• Stated problem:
Pull out each line below that contains the word "flag", and copy every one of those lines in full.

• Records supplied:

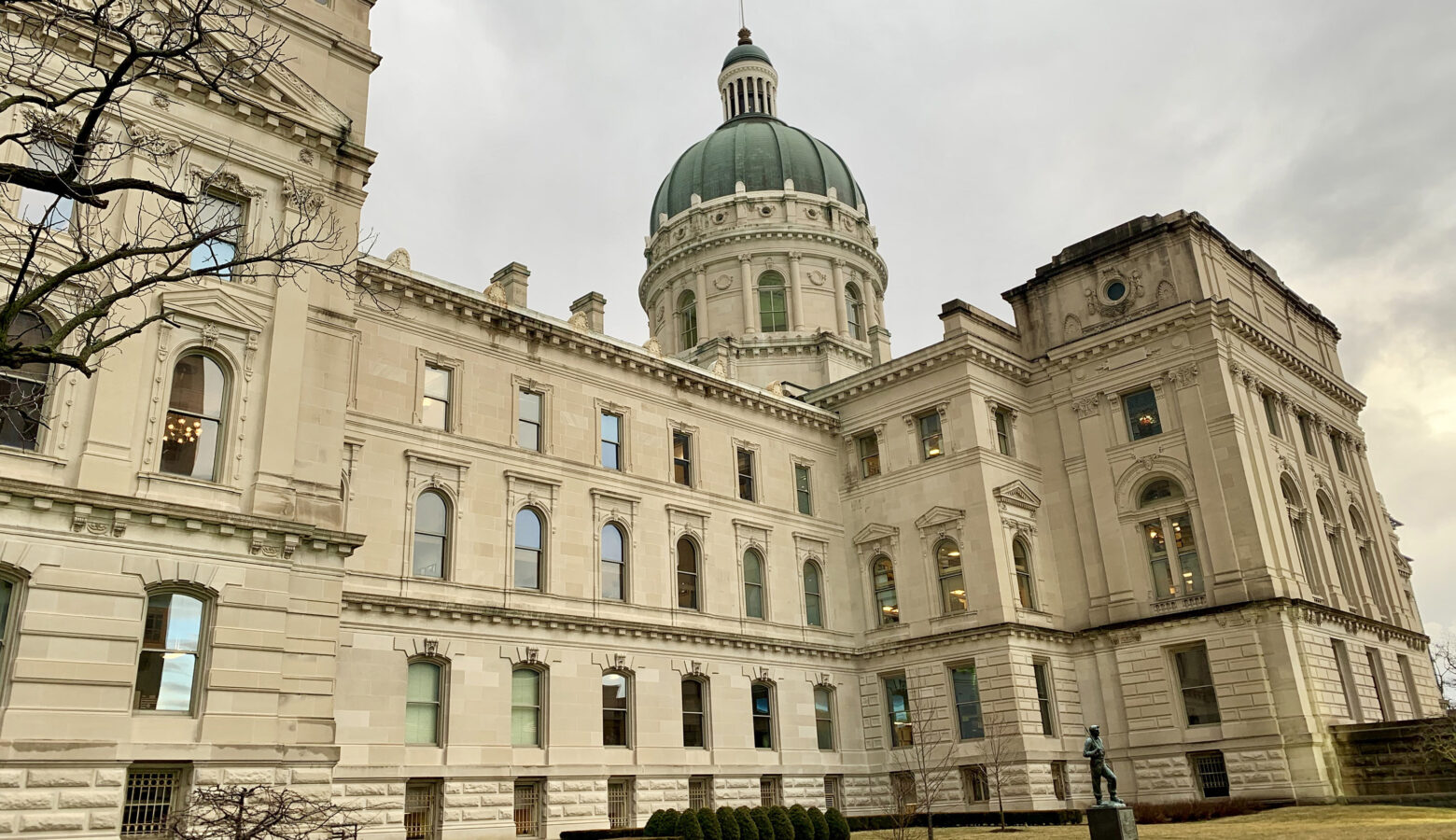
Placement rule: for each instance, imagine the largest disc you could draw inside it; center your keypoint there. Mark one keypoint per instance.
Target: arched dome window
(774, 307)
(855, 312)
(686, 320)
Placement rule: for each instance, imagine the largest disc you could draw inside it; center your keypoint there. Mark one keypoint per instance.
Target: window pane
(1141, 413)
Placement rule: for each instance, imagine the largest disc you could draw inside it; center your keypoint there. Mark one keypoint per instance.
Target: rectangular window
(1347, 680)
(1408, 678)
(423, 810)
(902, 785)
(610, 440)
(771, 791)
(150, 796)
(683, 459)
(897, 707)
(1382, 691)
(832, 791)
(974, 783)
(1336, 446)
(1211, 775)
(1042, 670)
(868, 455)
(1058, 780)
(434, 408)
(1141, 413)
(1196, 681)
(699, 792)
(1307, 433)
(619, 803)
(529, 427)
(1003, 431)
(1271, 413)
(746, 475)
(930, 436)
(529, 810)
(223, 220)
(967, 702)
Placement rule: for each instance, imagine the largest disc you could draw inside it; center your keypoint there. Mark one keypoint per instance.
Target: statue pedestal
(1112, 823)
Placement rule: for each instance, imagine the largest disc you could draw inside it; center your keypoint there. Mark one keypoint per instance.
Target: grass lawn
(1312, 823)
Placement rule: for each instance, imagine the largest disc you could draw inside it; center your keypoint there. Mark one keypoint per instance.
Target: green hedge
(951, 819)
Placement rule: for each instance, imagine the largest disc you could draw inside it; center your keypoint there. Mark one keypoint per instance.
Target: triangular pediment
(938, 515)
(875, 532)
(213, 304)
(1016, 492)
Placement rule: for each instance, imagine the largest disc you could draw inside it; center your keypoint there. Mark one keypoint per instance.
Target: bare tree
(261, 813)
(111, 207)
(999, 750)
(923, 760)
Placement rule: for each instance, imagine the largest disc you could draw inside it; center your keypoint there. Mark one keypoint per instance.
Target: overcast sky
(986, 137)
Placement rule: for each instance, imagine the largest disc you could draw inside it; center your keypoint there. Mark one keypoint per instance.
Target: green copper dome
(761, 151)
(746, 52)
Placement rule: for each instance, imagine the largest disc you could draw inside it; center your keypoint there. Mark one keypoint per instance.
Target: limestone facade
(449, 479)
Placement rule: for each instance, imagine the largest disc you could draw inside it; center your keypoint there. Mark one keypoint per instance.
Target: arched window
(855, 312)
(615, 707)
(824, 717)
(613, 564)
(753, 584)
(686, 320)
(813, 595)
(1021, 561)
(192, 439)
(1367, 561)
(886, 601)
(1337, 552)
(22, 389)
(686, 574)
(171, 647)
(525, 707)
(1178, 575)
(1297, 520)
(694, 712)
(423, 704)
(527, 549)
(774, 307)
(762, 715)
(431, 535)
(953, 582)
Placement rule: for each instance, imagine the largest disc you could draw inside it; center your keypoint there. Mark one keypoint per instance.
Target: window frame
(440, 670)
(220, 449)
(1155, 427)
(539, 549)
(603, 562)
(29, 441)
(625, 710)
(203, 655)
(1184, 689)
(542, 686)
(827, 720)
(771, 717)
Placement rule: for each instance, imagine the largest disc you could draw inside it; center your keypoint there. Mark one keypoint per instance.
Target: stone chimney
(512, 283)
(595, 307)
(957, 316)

--

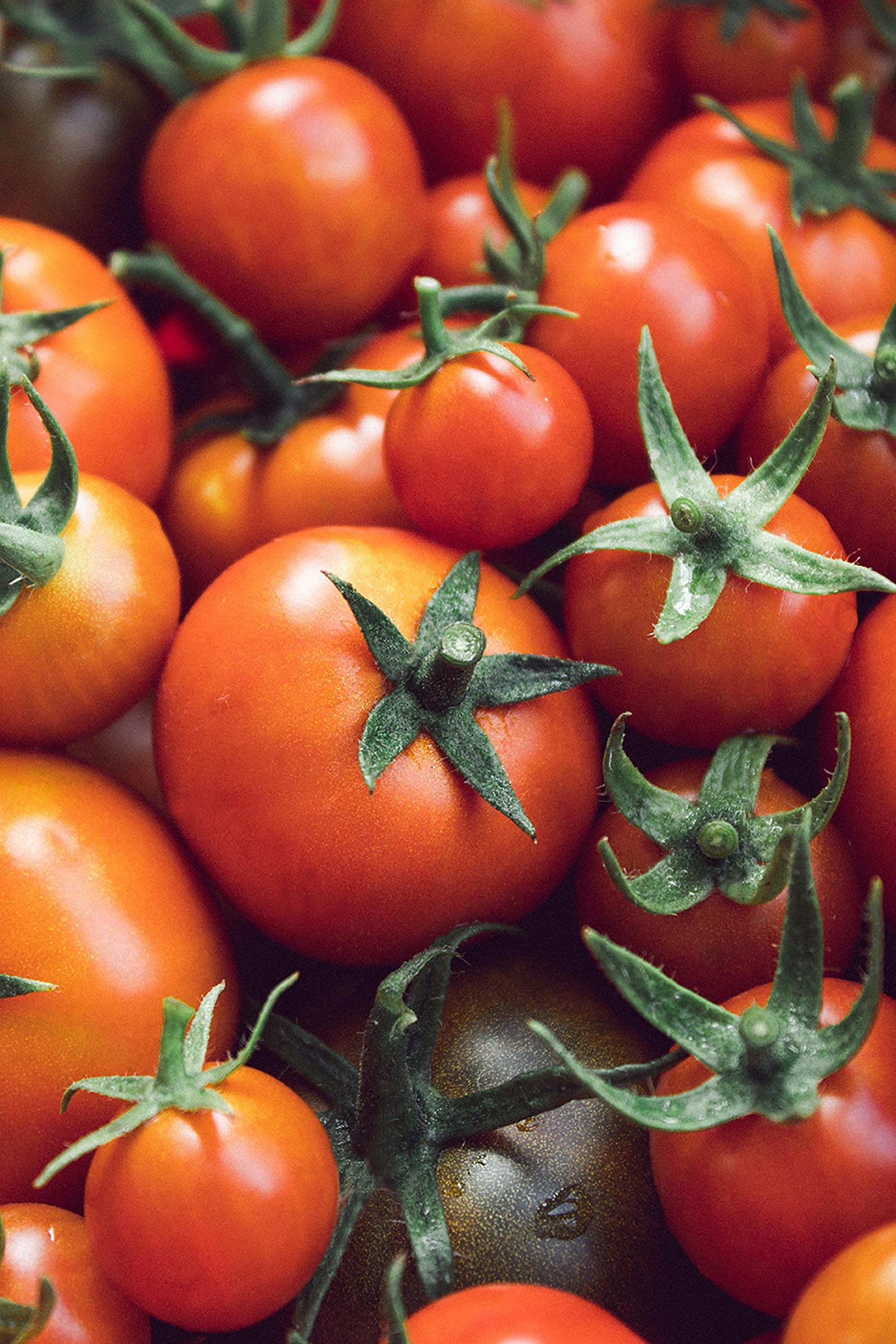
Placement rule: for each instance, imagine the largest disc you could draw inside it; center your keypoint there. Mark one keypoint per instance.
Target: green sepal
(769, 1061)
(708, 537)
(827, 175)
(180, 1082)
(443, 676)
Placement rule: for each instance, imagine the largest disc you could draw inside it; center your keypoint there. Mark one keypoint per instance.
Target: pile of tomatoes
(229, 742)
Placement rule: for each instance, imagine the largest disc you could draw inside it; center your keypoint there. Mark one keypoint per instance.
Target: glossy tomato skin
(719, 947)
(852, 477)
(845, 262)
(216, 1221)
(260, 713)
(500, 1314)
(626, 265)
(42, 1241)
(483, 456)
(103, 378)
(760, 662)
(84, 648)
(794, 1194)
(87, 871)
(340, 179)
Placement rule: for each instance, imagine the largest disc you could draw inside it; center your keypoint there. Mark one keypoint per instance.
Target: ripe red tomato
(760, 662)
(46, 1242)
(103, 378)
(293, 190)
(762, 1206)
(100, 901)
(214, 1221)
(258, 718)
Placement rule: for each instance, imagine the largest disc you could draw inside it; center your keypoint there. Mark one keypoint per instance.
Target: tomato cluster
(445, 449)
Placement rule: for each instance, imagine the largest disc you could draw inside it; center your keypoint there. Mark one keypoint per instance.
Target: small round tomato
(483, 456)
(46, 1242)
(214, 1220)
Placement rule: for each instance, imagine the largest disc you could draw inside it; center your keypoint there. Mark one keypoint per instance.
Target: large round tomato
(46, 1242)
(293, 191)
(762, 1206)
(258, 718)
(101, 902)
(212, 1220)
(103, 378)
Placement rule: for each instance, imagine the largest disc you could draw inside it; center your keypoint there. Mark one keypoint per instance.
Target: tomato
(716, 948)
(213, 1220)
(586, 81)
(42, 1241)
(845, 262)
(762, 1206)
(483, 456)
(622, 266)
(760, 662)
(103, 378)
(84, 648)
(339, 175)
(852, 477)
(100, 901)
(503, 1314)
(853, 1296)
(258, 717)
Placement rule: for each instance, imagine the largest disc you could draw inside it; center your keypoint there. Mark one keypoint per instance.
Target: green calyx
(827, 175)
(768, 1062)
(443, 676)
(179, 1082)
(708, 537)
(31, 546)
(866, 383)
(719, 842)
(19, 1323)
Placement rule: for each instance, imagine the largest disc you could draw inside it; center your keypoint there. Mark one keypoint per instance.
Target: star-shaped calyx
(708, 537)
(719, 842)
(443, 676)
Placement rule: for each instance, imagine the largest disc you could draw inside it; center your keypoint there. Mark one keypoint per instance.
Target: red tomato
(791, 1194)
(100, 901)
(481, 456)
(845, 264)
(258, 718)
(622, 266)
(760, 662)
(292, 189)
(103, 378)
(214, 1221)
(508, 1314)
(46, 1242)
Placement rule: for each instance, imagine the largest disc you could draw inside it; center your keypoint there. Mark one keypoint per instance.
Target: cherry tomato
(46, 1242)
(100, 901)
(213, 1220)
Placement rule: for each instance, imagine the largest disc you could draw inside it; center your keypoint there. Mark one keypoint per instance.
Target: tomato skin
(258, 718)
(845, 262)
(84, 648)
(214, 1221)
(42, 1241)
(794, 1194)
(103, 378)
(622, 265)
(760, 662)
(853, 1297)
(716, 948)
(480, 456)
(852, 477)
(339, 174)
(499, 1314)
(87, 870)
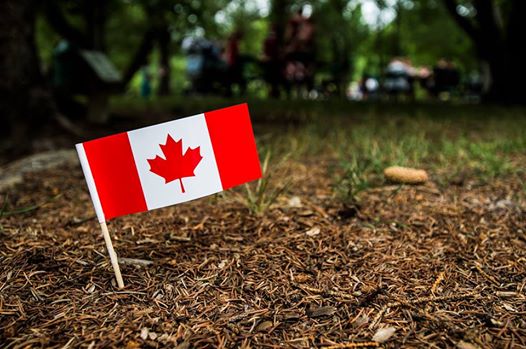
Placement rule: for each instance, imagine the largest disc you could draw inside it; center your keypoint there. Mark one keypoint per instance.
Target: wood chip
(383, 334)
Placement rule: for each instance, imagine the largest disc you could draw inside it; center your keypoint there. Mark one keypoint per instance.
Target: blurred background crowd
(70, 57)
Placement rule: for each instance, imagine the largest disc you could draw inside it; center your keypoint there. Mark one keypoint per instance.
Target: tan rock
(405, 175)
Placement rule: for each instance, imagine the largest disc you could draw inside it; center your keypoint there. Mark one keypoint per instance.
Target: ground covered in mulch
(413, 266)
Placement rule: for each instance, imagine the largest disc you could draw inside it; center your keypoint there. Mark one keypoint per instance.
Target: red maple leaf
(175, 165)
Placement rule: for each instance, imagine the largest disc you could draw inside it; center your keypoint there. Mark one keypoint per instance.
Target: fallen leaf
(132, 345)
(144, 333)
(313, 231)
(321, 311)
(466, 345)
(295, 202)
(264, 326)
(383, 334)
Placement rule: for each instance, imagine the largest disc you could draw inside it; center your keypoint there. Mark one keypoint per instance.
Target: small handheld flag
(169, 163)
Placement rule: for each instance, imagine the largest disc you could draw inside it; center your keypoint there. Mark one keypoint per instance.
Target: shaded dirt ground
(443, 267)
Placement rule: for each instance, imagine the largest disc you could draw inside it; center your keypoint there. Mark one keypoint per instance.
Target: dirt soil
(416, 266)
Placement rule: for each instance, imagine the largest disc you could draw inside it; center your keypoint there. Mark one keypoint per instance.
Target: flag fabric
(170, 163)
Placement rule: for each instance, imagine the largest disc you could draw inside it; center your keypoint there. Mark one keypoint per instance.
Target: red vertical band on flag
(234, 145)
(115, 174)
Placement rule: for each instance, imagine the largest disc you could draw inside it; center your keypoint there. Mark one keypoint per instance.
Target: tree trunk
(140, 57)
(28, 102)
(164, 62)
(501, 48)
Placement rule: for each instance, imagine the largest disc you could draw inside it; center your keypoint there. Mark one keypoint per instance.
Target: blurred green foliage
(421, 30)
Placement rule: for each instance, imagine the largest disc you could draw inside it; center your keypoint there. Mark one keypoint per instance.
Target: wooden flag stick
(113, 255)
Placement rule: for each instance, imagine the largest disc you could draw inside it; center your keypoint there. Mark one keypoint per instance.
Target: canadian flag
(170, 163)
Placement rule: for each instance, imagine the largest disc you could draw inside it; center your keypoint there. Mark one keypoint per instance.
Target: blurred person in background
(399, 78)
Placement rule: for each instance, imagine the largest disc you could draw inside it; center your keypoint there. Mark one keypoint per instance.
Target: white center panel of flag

==

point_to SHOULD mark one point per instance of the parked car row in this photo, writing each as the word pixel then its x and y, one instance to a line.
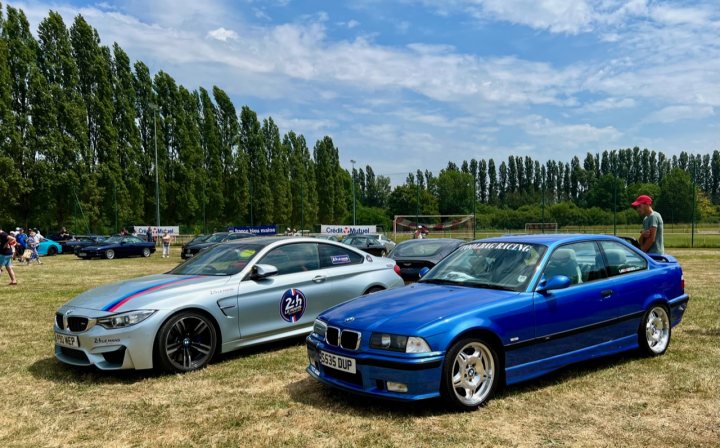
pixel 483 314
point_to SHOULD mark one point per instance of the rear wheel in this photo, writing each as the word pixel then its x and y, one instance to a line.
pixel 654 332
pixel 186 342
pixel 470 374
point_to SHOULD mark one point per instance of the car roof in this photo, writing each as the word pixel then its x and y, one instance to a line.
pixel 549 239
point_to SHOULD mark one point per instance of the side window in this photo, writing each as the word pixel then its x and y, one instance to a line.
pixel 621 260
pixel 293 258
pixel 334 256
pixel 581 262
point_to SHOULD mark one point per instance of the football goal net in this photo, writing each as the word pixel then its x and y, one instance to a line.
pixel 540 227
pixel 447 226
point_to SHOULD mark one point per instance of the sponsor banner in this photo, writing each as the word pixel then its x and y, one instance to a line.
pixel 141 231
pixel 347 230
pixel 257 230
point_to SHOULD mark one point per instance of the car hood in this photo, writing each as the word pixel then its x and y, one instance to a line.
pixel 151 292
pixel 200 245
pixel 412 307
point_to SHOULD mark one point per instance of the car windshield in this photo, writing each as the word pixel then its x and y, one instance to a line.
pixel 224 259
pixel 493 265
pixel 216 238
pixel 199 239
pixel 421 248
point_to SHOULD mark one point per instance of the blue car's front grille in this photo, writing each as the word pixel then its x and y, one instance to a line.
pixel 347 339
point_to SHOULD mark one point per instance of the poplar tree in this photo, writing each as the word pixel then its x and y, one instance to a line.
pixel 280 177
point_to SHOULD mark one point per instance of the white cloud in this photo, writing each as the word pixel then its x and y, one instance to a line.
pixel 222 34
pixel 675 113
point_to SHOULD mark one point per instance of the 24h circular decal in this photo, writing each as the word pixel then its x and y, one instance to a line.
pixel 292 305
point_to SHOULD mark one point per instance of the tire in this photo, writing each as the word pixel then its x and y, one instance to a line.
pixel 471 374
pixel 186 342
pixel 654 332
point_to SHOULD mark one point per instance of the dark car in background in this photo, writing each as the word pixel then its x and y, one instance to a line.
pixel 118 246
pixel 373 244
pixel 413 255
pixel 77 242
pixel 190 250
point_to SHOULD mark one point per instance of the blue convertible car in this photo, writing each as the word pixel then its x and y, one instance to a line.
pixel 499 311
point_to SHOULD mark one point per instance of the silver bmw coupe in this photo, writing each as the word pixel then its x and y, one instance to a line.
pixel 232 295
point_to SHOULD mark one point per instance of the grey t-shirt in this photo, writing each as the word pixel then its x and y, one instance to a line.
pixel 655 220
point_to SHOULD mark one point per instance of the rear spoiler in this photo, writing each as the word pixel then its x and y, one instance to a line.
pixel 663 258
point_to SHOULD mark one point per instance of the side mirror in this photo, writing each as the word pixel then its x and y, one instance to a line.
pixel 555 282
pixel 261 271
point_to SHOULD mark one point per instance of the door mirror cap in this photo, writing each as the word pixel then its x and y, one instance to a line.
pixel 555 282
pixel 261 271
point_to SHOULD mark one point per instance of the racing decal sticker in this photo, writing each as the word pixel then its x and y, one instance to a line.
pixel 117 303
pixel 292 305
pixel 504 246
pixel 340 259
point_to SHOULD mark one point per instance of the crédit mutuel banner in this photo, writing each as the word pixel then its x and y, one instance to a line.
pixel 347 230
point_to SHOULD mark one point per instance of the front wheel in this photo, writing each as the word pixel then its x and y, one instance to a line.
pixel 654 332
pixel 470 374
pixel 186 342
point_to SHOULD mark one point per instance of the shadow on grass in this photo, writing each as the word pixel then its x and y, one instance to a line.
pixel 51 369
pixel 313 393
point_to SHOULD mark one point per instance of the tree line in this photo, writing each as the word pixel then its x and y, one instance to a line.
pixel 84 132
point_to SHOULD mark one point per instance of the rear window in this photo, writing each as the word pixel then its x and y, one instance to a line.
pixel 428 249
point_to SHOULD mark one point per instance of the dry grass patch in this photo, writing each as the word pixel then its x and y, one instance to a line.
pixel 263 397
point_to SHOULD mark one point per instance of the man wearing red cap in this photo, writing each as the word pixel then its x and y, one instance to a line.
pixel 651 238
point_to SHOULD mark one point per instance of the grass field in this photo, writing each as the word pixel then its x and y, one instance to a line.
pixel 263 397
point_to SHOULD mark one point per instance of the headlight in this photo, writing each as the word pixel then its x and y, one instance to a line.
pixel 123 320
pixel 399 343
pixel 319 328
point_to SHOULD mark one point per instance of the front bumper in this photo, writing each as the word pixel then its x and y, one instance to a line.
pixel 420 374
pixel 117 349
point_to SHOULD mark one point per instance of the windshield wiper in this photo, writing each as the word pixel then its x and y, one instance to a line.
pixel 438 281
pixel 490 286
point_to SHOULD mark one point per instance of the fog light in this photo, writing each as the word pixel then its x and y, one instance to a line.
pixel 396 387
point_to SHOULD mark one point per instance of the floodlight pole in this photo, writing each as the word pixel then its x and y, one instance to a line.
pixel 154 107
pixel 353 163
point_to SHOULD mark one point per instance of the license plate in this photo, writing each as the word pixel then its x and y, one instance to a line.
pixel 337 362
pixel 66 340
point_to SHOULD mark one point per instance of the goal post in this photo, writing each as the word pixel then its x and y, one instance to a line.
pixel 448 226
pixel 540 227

• The answer:
Target: small handheld flag
Target: flag fabric
Target: red vertical band on flag
Target: wooden flag stick
Target: canadian flag
Target: white center panel of flag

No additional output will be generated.